*Task statement*. Below is a blog page. List the title of each post on it, with the date and the "Filed under" category given for that post.

Known Johnson

March 28, 2006

Arrested Development gets its death sentence

Filed under: TV — Tom @ 10:06 am

Show creator Mitch Hurwitz has officiall announced that he’s done with Arrested Development. I think it’s sad that he’s giving up this easily when he’s probably got the best opportunity to take the show to new heights with Showtime, but I can’t be too surprised – when the only news for two months is that Showtime wants the show badly and Hurwitz is mulling over the deal, it can’t be good.

They went out nearly on top, however, as the final four episodes were the best of the stunted third season. It’s unfortunate that this season worked out the way it did – had they known that they’d only have 13 episodes to work with, they might not have worried about trying to desperately appeal to a wider audience that wouldn’t have them. As it is, season 3 was rough – a frantic, jumbled mess of storylines that struggled to weave themselves together as quickly as possible for some kind of neat ending. As it is, the final five episodes, all written after Fox truncated the season, were back to the quality we fans had come to expect, and the two-hour, four-episode finale was a very satisifying send off.

I just wish it didn’t have to be over. Taste the sad. Can you taste it? I can.

March 23, 2006

A girl and her dad’s CDs

Filed under: General — Tom @ 7:45 pm

Amanda, scooting about the front room while I check email this evening, has finally taken notice of my CDs:

“Man, daddy, how many of these things do you have?!”

Click over to Flickr for the two below and you can actually make out plenty of titles in the largest sizes (yes, I actually uploaded these two at full size just so you can check out what’s in there.)


Good taste already – Amanda’s got her hand on some late-model King Crimson.

March 22, 2006

Wild Wood

Filed under: Music — Tom @ 3:17 pm

For whatever reason, I found myself with a bug in my brain about Paul Weller (he of the great 70s band, The Jam) this morning. I’d had his recent album Illumination a couple years back but, other than a few songs, it just didn’t grab me. I knew, however, that his older stuff was preferred for newbies such as myself, and I knew there was a recent two-CD/one-DVD Deluxe Edition reissue of the album that most say is his best, Stanley Road. I’m not prepared to drop $30 on that at the moment, but I figured that maybe there’d be a used copy of the original single disc. Of course, when I got to Zia I found only the Deluxe, but did find a used copy of Wild Wood, which just happens to be the other album that comes highly recommended (I’m sure Chris would know best, a big Weller fan, he.)

*Dataset content*.
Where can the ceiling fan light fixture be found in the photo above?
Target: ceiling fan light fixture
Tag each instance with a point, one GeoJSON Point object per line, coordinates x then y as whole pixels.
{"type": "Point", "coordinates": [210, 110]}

*Answer section*.
- Arrested Development gets its death sentence: March 28, 2006, TV
- A girl and her dad's CDs: March 23, 2006, General
- Wild Wood: March 22, 2006, Music